TEXT PASSAGE:
..........

Mr. Kavanagh, who was officiating as a volunteer staff-officer,
accompanied us to point out the direction of the strongest positions of
the enemy, and the likely points from which any attempts would be made
to recapture our position during the night. During the absence of the
captain the command of the company devolved on Colour-Sergeant David
Morton, of "Tobacco Soup" fame, and he was instructed to see that none
of the enemy were still lurking in the rooms surrounding the mosque of
the Shâh Nujeef, while the captain was going round the ramparts placing
the sentries for the protection of our position.

..........

SOURCE DATA:
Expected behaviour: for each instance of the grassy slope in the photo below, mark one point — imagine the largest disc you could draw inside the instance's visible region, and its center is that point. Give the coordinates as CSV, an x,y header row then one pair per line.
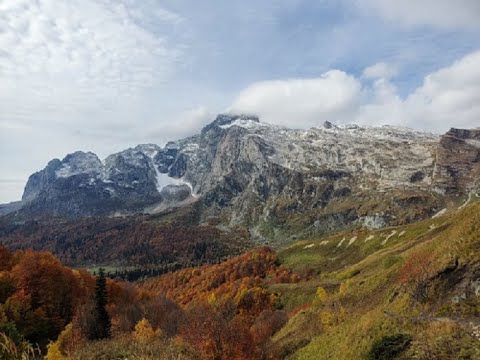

..........

REQUIRED ACTIONS:
a. In the Shâh Nujeef passage, who took command of the company while the captain was away?
b. Can you condense the paragraph of the Shâh Nujeef passage that opens "Mr. Kavanagh, who was officiating" into a shorter version that keeps its main facts?
c. Return the words of the Shâh Nujeef passage from "Mr. Kavanagh, who" to "of our position.", copied without any change.
The lines have no connection to the Shâh Nujeef passage.

SOLVED PROBLEMS:
a. Colour-Sergeant David Morton, of "Tobacco Soup" fame.

b. Mr. Kavanagh, serving as a volunteer staff-officer, went with the company to show where the enemy's strongest positions lay and where night attempts to retake the position were likely. While the captain went round the ramparts placing sentries, Colour-Sergeant David Morton, of "Tobacco Soup" fame, took command and was told to make sure no enemy remained hidden in the rooms around the mosque of the Shâh Nujeef.

c.
Mr. Kavanagh, who was officiating as a volunteer staff-officer,
accompanied us to point out the direction of the strongest positions of
the enemy, and the likely points from which any attempts would be made
to recapture our position during the night. During the absence of the
captain the command of the company devolved on Colour-Sergeant David
Morton, of "Tobacco Soup" fame, and he was instructed to see that none
of the enemy were still lurking in the rooms surrounding the mosque of
the Shâh Nujeef, while the captain was going round the ramparts placing
the sentries for the protection of our position.